*** Reading passage

All of this information is 11/780 specific; I havn't looked at the machine
check exception handlers for the 11/730 or 11/750. I suspect (though I
don't know for sure) that this information is valid for the 11/785 also.
Stack format:
@SP: 00000028 Number of bytes pushed onto the stack
008800F6 Machine check summary parameter
00010204 CPU error status
0000025B Trapped micro PC
800813E7 Virtual address at fault time
F4001D4B CPU "D" register
00000A01 Translation buffer status register 0
00000000 Translation buffer status register 1
00000000 Physical address causing SBI timeout
00001533 Cache parity error status
00004000 SBI error status
800054CE PC of instruction causing machine check
00C70000 PSL at fault time
These parameters are actually taken from our recent machine check.

******
*** Data excerpts

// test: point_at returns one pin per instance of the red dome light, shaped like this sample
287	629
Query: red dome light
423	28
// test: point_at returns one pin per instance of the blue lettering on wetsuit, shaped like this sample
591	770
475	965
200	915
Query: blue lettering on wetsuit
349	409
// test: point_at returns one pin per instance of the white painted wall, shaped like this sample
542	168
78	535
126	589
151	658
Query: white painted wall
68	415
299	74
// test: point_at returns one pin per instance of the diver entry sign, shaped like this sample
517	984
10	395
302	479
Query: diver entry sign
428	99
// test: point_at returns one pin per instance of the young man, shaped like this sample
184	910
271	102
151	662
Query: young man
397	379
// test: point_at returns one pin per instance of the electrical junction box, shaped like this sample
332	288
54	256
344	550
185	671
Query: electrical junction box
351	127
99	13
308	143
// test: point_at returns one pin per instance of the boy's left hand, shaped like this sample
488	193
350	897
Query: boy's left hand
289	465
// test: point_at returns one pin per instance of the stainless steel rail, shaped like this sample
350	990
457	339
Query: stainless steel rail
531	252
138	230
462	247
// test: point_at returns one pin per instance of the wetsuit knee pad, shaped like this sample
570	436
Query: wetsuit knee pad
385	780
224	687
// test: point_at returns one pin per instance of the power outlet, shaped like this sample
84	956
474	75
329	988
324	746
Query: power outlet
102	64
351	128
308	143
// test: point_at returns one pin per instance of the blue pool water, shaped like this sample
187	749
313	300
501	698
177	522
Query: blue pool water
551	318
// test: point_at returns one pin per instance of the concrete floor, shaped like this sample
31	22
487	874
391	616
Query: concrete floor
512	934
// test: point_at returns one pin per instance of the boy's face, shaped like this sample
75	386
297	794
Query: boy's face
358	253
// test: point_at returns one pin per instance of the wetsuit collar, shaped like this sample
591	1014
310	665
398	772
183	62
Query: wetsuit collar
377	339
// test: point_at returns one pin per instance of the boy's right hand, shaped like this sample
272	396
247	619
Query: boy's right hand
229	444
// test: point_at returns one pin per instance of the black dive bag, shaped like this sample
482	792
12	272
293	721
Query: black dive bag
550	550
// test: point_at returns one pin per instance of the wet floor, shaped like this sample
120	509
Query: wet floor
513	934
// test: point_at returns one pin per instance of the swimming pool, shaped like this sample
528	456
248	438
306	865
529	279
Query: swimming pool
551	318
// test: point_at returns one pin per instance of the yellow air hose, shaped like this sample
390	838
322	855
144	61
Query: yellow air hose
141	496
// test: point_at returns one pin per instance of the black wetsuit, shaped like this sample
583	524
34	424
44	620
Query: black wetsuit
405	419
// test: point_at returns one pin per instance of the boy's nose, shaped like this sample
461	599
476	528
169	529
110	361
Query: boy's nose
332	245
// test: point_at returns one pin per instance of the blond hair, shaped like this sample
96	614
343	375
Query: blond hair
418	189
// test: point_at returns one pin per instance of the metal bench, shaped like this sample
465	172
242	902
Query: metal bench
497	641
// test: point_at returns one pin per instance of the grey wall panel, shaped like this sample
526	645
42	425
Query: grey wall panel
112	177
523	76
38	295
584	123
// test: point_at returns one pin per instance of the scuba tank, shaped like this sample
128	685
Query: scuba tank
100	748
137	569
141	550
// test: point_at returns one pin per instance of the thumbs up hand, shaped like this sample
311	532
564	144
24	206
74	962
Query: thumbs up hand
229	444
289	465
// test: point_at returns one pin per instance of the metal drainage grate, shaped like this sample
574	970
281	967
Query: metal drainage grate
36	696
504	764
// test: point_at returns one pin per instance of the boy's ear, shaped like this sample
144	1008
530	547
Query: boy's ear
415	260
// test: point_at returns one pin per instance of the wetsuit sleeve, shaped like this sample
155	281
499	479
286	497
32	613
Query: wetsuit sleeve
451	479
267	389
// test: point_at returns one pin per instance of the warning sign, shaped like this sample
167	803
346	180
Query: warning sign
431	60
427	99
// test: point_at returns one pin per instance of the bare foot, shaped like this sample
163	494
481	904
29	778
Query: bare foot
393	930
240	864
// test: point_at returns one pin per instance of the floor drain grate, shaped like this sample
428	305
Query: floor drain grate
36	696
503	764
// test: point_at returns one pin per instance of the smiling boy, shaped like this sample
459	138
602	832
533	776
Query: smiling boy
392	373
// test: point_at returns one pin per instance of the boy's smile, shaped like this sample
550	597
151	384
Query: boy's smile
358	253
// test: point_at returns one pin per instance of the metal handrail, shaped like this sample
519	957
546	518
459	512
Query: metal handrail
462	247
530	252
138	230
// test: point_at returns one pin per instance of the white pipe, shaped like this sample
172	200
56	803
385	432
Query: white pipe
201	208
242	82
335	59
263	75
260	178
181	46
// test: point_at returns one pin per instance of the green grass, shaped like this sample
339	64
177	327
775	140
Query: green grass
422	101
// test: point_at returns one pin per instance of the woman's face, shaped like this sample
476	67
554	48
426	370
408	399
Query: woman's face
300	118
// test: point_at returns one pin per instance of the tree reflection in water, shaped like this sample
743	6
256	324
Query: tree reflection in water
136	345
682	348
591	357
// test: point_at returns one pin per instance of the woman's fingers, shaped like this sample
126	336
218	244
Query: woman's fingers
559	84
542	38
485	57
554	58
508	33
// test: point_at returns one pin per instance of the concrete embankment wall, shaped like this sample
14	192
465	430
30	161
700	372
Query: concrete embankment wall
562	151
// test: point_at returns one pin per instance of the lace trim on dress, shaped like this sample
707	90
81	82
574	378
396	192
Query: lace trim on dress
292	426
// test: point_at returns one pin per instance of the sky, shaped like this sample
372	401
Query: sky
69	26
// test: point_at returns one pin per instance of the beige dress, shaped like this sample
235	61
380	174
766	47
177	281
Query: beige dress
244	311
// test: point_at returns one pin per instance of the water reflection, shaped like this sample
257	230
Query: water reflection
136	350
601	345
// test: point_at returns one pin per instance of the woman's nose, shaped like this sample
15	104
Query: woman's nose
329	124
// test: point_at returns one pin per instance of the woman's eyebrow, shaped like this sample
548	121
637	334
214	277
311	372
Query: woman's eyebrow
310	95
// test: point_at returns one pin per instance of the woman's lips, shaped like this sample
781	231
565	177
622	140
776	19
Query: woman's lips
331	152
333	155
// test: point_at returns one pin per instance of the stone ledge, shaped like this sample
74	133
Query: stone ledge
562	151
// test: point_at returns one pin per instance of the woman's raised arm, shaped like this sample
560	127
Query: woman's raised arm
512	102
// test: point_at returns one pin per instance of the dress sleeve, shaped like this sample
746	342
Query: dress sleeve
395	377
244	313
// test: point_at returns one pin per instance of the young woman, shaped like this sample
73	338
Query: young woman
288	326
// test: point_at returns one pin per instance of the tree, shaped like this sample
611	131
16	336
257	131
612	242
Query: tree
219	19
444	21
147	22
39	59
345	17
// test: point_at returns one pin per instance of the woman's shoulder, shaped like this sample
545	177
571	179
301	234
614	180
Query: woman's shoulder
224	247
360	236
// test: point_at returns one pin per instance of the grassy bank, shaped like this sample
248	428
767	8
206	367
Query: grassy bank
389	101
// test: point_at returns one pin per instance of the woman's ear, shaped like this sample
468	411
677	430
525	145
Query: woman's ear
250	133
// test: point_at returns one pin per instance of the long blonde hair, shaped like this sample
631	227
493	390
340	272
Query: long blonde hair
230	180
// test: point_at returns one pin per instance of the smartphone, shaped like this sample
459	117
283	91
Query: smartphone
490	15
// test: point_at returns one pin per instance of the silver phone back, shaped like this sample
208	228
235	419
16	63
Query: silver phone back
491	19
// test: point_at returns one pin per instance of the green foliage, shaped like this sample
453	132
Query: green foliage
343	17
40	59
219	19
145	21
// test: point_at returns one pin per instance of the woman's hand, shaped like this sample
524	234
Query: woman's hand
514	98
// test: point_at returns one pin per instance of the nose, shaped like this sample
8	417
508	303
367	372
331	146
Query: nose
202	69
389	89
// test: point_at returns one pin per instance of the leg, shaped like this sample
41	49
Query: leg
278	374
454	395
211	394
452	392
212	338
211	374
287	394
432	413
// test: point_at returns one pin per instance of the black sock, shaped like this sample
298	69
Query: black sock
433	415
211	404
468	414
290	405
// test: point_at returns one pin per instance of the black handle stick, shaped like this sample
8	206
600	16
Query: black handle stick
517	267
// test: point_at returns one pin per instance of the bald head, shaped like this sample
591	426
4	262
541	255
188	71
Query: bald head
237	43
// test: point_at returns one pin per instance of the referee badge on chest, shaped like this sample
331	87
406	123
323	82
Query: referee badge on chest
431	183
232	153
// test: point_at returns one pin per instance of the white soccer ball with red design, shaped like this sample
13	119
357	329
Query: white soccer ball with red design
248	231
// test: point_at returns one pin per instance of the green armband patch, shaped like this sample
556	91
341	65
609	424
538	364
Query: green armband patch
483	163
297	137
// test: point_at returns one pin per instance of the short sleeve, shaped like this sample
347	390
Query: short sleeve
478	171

******

#### Problems to work on
1/ List every machine model number that the machine check stack format text mentions.
2/ Carry on the machine check stack format text from its final sentence.

#### The answers
1/ 11/780, 11/730, 11/750, 11/785

2/
We're most interested in the machine check summary paramter, the second
longword on the stack. As far as I can tell, only the low order two bytes
are significant. The low order byte contains the fault type in the low
order 4 bits; The high order 4 bits seem to be 1111 always. The next byte
contains the 'timeout pending flag', whatever that is.
The fault type codes are:
0 - CPU timeout/SBI error confirmation
1 - Control store parity error
2 - Translation buffer parity error
3 - Cache parity error
4 - Not used
5 - Read data substitute error
6 - 'Microcode can't get here' error
7 - Not used
8 - Not used
9 - Not used
A - IB detected translation buffer parity error
B - Not used
C - IB detected memory error
D - IB detected CPU timeout or SBI error confirmation
E - Not used
F - IB detected cache problem
As you can see, we just had a 'microcode can't get here' error, which gives
me one of those "warm fuzzy" feelings.
Anyway, the next time you get a machine check I hope this info is of some
use.
gkninfo-vax@ucbvax.ARPA (10/23/84)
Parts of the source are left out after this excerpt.